WORK TO BE COMPLETED
Search the entries for the word "lion" and return every line where it is found.

EXTRACTED ENTRIES
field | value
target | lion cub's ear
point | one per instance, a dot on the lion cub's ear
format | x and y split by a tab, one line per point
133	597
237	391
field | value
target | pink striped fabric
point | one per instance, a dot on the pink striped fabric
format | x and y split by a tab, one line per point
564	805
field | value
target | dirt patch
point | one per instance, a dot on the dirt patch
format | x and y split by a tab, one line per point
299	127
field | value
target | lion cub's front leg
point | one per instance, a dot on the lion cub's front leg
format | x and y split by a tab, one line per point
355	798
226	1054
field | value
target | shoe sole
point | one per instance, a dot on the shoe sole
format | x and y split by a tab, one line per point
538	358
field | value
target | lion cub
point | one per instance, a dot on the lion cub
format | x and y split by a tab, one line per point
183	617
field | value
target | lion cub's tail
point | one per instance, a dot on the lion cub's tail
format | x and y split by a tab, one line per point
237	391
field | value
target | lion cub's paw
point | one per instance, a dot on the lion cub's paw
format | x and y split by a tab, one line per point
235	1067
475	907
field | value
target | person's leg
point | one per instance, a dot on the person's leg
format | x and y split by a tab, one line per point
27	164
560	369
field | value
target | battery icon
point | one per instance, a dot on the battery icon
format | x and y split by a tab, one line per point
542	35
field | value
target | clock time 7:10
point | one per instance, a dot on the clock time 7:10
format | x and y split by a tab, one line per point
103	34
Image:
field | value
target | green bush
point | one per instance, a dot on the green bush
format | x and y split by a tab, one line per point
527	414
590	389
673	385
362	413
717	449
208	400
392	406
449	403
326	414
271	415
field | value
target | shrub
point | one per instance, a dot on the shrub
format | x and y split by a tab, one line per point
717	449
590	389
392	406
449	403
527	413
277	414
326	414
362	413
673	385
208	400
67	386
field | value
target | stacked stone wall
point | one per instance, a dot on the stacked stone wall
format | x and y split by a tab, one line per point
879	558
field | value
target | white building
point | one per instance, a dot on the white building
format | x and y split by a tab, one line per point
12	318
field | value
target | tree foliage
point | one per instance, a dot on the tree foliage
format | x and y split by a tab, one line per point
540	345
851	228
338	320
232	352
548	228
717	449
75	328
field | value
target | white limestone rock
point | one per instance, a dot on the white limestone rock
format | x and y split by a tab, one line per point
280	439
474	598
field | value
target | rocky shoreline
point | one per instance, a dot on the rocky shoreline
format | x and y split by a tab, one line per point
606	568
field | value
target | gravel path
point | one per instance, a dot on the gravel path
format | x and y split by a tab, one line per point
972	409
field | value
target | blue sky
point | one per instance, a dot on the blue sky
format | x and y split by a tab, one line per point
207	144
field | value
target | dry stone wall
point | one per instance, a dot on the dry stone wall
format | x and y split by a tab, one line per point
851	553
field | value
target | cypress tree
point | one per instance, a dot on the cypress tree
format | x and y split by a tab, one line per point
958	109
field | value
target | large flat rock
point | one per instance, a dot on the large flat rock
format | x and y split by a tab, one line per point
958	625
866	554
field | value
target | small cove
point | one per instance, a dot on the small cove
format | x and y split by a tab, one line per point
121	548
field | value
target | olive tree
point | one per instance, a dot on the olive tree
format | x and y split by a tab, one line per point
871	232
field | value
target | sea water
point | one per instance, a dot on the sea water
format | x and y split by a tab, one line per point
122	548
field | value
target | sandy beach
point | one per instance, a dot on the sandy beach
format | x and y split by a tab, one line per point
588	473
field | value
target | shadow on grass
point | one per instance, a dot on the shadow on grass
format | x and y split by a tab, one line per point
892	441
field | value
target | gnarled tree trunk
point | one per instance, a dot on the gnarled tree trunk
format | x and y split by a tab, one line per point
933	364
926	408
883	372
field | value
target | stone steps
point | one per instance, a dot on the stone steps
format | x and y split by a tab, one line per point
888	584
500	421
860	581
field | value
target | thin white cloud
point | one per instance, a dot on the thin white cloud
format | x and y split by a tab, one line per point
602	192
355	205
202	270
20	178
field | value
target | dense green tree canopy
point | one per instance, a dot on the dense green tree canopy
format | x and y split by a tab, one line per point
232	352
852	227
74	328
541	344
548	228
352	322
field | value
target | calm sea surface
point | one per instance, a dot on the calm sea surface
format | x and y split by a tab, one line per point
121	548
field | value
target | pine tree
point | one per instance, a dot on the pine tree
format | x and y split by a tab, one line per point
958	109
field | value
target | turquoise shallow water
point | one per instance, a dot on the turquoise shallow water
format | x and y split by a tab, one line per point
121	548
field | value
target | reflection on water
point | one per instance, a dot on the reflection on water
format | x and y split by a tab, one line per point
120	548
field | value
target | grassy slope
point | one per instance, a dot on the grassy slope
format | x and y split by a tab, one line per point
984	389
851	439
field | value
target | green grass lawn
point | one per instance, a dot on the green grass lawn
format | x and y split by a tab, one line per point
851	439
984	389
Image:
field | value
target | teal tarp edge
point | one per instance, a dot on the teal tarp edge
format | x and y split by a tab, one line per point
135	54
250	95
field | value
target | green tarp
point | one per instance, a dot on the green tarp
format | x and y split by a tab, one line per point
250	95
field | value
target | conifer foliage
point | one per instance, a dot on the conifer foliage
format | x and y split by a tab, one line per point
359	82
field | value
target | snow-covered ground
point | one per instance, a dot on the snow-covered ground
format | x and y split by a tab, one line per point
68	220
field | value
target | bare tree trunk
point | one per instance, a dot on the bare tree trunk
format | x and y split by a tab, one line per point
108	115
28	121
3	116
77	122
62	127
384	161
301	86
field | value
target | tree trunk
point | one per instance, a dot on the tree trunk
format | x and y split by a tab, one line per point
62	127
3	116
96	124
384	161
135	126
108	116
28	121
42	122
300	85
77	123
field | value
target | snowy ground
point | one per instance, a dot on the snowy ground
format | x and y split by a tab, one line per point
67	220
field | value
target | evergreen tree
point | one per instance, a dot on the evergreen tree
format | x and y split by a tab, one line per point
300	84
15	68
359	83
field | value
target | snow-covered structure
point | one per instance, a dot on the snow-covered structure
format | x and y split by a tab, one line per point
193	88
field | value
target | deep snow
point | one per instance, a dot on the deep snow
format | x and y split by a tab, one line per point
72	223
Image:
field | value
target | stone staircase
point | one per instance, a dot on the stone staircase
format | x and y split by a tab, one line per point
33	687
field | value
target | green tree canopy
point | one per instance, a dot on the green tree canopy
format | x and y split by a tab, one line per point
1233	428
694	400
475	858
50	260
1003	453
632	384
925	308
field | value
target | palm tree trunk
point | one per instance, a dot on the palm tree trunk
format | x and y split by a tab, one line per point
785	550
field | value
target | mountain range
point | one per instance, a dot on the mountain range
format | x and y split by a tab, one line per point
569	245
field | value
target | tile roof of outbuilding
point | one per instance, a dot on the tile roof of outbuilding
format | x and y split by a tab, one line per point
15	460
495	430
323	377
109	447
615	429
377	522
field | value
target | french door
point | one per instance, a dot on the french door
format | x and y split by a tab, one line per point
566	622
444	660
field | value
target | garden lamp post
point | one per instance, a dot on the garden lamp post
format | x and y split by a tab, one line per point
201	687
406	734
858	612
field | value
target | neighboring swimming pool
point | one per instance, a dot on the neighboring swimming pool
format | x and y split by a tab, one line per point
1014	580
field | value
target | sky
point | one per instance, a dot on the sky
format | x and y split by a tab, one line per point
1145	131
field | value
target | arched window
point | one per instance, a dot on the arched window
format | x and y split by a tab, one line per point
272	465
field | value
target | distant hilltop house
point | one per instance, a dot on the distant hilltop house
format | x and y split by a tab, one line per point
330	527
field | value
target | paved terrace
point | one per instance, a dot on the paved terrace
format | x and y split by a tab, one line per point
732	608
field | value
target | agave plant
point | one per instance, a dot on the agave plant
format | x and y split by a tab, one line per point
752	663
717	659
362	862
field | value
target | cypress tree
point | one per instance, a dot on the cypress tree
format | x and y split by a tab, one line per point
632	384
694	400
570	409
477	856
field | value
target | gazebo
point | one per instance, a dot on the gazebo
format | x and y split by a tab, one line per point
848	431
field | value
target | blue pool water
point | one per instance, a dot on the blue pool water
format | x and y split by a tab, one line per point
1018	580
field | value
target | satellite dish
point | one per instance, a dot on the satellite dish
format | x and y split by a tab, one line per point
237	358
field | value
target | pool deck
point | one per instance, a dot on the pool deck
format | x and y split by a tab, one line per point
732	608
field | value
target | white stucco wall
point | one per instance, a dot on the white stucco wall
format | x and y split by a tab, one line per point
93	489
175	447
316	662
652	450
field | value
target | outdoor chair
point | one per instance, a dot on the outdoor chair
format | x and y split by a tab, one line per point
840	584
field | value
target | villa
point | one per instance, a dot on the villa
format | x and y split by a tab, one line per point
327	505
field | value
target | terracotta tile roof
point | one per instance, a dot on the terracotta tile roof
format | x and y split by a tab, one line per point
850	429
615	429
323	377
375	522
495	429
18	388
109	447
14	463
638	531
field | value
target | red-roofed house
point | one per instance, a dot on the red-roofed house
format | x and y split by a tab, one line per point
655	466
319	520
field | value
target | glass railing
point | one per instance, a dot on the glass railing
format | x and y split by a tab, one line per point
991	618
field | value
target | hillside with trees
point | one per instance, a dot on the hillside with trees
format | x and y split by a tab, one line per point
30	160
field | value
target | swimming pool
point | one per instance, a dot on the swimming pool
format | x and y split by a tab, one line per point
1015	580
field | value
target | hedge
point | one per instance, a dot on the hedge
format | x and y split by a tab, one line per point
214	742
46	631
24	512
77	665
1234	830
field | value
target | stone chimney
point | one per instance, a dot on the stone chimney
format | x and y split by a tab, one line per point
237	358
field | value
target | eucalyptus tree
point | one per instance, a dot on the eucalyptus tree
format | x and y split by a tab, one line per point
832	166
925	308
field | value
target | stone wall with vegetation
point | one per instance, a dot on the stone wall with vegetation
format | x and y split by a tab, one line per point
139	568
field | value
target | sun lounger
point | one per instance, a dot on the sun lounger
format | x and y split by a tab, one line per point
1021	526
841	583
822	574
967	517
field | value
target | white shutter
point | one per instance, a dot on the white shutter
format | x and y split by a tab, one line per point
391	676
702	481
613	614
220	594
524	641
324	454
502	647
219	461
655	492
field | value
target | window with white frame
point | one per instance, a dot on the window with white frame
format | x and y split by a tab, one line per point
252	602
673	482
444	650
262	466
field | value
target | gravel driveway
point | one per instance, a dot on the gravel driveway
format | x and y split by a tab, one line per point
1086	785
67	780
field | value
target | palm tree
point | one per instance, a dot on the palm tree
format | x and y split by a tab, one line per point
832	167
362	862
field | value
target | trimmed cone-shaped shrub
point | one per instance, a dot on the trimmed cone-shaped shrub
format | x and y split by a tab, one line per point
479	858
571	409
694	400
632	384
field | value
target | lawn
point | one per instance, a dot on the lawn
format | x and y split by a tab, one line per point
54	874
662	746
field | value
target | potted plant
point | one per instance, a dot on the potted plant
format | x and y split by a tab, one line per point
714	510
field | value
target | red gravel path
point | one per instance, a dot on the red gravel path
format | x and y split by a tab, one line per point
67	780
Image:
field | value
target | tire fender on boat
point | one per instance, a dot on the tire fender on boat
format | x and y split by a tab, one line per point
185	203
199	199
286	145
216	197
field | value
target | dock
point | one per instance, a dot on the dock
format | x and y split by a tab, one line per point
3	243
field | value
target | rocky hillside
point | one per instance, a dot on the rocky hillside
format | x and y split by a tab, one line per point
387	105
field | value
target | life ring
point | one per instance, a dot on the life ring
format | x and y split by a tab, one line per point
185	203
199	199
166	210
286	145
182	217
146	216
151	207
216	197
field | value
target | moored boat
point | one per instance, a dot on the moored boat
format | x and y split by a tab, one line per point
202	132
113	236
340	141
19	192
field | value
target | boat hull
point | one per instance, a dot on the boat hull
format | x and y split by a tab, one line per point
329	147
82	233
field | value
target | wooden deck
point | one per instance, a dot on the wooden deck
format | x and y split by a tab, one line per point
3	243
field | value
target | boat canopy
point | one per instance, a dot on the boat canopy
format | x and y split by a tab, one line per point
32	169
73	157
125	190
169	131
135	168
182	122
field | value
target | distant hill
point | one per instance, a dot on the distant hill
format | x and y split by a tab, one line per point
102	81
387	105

YOUR SOLUTION
target | lion cub's ear
point | one per instance, a dot on the lion cub's ear
target | lion cub's front leg
point | one per instance, a dot on the lion cub's front leg
target | lion cub
point | one per instance, a dot on the lion cub
target | lion cub's tail
point | one per instance, a dot on the lion cub's tail
target | lion cub's paw
point | one per instance, a dot on the lion cub's paw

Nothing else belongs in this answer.